> _About this task_
Rewrite the paragraph in the containerization case study below that begins "Today’s objective was" as a short bulleted list that keeps its main facts.

> _Text section_
=====

Published: 2025-06-24
Updated: 2025-06-27

Containerization: A Case Study in Environment and Configuration Management

Today’s objective was to containerize the SEC filing analysis application to ensure a consistent and reproducible runtime environment. This process involved not only creating the necessary Docker artifacts but also refactoring the application’s configuration to adhere to best practices for handling secrets and environment-specific variables.

Initial Containerization and Refactoring

The first phase of the work focused on establishing the foundational components for containerization and improving the project’s production readiness.

The key commits included:

Addition of Dockerfile and docker-compose.yml: Standard files were created to define the application’s image and orchestrate the service stack, respectively. The Dockerfile is based on a Python image, installs dependencies from requirements.txt, and defines the container’s entry point.
Dependency Management for Production: The psycopg2-binary package was added to requirements.txt. This is a critical step to move from a development-time database like SQLite to a production-grade PostgreSQL database, which the Docker environment is configured to use.
Configuration Handling: Environment variable management within the application’s Python code (main.py, database.py) was refactored to rely on a centralized configuration system, anticipating the need to inject variables from the Docker environment.
Source Control Hygiene: The .gitignore file was updated to exclude a broader range of files and artifacts, such as IDE configurations, environment files (.env), and cache directories, keeping the repository clean.

The Core Challenge: Propagating Secrets to the Container

Upon the initial docker-compose up, the application failed with an error indicating a missing API key for the OpenAI/OpenRouter service.

Investigation:
The root cause was identified quickly: the API credentials were hardcoded in a launch.json file, which is used exclusively by the VS Code debugger. These variables are not present in the runtime environment when the application is executed directly or via Docker.

=====

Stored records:
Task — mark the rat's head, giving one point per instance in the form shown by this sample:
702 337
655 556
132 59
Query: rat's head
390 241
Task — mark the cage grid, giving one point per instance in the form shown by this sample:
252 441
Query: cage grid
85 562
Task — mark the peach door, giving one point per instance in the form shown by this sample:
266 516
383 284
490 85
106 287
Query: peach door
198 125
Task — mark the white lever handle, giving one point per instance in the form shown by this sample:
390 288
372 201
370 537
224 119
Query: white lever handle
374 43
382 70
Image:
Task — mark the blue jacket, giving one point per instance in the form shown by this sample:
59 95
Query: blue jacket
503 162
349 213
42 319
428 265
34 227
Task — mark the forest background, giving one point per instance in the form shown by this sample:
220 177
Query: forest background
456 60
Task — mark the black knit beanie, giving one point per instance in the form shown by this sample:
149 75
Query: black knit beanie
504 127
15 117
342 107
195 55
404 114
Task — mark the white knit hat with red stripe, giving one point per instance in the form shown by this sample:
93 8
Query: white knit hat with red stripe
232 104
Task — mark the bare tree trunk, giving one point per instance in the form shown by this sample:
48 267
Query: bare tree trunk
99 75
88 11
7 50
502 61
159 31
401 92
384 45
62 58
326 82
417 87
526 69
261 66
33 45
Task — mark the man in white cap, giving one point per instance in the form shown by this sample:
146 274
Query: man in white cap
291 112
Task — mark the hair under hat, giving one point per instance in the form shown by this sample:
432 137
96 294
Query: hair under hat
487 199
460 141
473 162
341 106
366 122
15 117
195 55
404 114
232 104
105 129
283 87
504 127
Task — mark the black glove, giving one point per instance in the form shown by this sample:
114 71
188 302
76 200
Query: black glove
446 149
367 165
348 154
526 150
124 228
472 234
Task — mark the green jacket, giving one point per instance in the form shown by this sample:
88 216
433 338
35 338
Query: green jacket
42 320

=====

> _Solution_
- Goal: containerize the SEC filing analysis application for a consistent and reproducible runtime environment.
- The work involved creating the necessary Docker artifacts.
- It also involved refactoring the application's configuration to follow best practices for handling secrets and environment-specific variables.